_EXERCISE GOAL_
Your answer must consist of every line from the data below that includes the word "query".

DATA SHOWN START

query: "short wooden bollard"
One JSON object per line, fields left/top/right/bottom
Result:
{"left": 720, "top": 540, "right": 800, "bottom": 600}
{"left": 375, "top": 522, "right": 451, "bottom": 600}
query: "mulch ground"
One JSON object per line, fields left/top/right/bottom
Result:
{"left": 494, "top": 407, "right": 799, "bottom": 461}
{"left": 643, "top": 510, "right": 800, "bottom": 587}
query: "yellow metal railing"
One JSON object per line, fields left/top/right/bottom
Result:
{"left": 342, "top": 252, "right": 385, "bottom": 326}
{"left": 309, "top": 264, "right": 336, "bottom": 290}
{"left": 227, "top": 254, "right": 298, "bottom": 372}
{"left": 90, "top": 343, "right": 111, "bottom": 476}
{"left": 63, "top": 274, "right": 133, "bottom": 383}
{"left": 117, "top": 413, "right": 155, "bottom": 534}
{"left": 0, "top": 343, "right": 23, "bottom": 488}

DATA SHOWN END

_RESULT OF THIS TASK_
query: "short wooden bollard"
query: "mulch ground"
query: "yellow metal railing"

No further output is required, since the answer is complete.